# Task brief
Please copy all the lines that follow, word for word.
=====
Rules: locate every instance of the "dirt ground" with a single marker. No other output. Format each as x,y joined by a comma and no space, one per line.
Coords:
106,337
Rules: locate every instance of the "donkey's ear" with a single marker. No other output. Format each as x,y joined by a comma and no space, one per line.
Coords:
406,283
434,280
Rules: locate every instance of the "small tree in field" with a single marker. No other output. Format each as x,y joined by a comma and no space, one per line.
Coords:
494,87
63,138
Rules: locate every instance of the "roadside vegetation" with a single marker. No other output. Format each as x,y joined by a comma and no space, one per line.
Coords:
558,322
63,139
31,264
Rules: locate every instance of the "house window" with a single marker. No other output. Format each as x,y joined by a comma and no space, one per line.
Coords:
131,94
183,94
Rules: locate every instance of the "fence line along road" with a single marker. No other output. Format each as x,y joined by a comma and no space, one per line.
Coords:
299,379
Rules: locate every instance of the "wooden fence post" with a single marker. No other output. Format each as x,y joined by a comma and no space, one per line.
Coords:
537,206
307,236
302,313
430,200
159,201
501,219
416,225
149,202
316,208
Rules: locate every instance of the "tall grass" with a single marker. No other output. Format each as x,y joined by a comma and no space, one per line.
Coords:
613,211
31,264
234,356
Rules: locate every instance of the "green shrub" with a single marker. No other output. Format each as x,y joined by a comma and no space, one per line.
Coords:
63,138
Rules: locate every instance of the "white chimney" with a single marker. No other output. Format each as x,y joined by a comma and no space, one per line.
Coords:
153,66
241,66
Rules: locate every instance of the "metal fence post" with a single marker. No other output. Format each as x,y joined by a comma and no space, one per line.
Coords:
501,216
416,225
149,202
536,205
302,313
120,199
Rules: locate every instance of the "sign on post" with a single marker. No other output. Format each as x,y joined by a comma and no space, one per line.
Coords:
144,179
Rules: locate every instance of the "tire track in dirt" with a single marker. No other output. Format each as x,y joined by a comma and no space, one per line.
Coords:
=====
# Written response
Rules: locate every instance of the "dirt ground" with a single marker. No other output. Format each as x,y joined by a comma and no space, one per line.
Coords:
106,337
Rules: locate every instance of the "donkey's ear" with a single marker. No other output. Format each as x,y joined by a comma and no space, one per line.
Coords:
406,283
434,280
Rules: locate every instance of the "small tree in field" with a single marker. No other output. Format each as x,y joined by a comma and no space, one per line.
Coords:
494,87
63,138
Rules: locate every instance of the "roadside vegetation" with a single marker. No other output. Format each as x,y joined by a comma and no space, one per line.
Coords:
558,322
63,139
31,264
Rules: locate every instance of the "house window" with a single marker. No other output. Format each as x,y joined by a comma and no space, one per line.
Coords:
131,94
183,94
Rules: locate every instance of the "fence line along road" with a single marker. No other output. Format each as x,y joined by a comma and no space, one per line.
Coords:
299,379
Rules: locate every instance of the "wooden fence post" with a single marker. No other output. Format each as x,y joined by a comma and no space, one per line.
Coords:
537,206
307,236
302,313
430,200
159,201
501,219
416,225
149,202
316,208
Rules: locate every instance of the "tall grass" with a single marker. No other output. Format each as x,y joined by a comma and no space, one per line.
Coords:
613,211
31,264
234,356
Rules: locate every instance of the "green shrub" with a single marker. No other output. Format each as x,y joined by a comma and no space, one per line.
Coords:
63,138
Rules: locate every instance of the "white chimney" with a single marker. No other output. Format each as x,y joined by a comma and no space, one per line.
Coords:
153,66
241,66
Rules: locate every instance of the "metal fence post" with a single marker. No other output. Format each as x,y joined by a comma and no space, one per line.
Coords:
501,216
416,225
149,202
536,205
302,313
120,199
Rules: locate every instance of the "sign on post" with a single marker. No other output. Format each as x,y joined by a comma and no space, one per line.
Coords:
144,179
Rules: locate every instance of the "tire track in dirt" with a single marker. No other output. Format each as x,y joined by a comma and no space, one per line.
Coords:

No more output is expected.